> DATA EXCERPTS:
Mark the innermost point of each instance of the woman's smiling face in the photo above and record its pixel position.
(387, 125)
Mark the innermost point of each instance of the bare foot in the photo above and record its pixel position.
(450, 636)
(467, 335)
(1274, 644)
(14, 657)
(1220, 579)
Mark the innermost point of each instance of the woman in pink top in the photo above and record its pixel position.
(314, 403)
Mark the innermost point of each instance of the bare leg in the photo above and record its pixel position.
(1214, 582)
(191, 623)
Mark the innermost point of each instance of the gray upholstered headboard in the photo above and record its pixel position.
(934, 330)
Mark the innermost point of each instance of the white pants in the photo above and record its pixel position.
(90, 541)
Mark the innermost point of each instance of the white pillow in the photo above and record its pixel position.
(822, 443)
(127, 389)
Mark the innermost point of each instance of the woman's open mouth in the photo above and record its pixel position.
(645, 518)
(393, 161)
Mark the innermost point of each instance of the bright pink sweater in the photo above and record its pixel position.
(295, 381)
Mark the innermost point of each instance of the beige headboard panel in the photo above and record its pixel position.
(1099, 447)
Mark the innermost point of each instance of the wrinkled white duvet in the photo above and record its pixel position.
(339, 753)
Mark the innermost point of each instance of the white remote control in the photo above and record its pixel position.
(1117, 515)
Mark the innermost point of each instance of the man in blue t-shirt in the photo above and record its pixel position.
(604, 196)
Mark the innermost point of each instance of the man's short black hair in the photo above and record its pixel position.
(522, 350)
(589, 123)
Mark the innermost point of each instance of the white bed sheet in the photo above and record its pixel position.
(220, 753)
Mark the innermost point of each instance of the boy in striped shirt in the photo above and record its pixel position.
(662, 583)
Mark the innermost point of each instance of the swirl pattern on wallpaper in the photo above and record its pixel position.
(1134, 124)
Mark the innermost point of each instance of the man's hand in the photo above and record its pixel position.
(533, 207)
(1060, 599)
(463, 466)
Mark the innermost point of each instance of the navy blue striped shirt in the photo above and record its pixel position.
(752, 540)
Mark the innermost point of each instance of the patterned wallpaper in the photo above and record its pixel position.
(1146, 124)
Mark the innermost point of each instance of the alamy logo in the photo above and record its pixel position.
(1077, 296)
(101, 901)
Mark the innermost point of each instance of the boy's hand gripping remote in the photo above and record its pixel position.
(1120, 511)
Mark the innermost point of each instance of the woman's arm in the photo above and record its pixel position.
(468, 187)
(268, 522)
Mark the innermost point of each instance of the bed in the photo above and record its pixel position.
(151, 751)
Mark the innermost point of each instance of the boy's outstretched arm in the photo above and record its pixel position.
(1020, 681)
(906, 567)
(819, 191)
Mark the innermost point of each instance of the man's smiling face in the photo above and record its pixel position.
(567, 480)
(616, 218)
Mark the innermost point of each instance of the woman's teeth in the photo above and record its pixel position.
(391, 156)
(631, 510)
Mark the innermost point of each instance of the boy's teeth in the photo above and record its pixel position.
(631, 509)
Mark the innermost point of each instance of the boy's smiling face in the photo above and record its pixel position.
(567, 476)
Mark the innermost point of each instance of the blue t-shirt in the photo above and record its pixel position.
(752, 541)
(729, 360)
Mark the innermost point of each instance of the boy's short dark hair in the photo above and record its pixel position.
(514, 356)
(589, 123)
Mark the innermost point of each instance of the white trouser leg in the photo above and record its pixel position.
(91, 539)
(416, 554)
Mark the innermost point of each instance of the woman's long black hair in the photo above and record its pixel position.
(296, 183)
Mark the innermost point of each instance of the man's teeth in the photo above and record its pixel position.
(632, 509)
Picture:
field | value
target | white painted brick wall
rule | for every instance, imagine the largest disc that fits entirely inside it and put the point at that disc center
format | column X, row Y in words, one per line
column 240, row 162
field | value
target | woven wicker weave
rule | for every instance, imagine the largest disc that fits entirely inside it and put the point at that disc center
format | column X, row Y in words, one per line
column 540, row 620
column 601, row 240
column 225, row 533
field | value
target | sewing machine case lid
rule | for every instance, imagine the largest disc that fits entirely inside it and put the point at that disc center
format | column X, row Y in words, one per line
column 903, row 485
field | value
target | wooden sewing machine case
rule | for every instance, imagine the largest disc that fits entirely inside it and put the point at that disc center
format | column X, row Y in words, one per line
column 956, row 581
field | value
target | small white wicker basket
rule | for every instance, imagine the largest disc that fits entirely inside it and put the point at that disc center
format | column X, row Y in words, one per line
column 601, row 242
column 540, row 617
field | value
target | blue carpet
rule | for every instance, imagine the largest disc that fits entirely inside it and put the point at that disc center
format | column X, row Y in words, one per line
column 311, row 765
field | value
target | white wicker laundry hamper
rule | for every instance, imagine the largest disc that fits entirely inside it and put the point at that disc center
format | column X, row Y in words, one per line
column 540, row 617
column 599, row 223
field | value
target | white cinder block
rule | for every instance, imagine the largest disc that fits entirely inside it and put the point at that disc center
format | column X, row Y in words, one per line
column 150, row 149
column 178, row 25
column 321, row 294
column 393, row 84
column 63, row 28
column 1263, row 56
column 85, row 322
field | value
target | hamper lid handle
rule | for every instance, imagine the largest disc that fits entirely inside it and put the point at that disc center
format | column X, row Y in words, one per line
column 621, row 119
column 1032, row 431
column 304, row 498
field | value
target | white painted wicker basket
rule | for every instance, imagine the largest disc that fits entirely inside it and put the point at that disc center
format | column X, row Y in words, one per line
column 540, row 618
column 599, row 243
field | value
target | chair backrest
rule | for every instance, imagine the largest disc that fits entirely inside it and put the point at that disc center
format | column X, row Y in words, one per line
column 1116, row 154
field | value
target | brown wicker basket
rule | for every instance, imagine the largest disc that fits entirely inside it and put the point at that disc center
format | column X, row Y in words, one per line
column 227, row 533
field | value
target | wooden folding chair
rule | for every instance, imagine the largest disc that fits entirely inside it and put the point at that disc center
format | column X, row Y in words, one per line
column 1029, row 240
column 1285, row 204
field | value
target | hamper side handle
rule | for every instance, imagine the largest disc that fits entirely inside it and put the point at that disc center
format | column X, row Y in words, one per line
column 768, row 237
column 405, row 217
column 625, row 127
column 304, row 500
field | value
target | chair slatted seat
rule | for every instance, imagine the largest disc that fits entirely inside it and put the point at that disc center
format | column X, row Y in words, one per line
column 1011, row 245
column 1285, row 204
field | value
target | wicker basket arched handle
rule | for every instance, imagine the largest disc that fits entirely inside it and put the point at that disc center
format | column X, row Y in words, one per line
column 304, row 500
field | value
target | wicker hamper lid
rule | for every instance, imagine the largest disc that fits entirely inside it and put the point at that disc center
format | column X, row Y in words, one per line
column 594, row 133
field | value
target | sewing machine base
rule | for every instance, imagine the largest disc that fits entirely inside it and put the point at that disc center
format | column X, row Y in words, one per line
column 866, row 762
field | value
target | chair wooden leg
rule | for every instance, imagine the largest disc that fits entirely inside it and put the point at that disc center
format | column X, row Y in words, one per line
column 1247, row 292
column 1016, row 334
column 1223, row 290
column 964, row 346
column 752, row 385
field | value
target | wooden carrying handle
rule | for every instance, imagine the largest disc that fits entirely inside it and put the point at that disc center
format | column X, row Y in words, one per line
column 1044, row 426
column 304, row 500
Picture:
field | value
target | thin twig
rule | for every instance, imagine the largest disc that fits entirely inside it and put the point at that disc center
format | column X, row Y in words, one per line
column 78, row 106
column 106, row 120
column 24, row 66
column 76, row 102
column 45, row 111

> HOW TO COMPLETE THIS TASK:
Look over the entries above. Copy every line that contains the word "case".

> SOLUTION TO THIS TASK:
target | sewing machine case lid
target | wooden sewing machine case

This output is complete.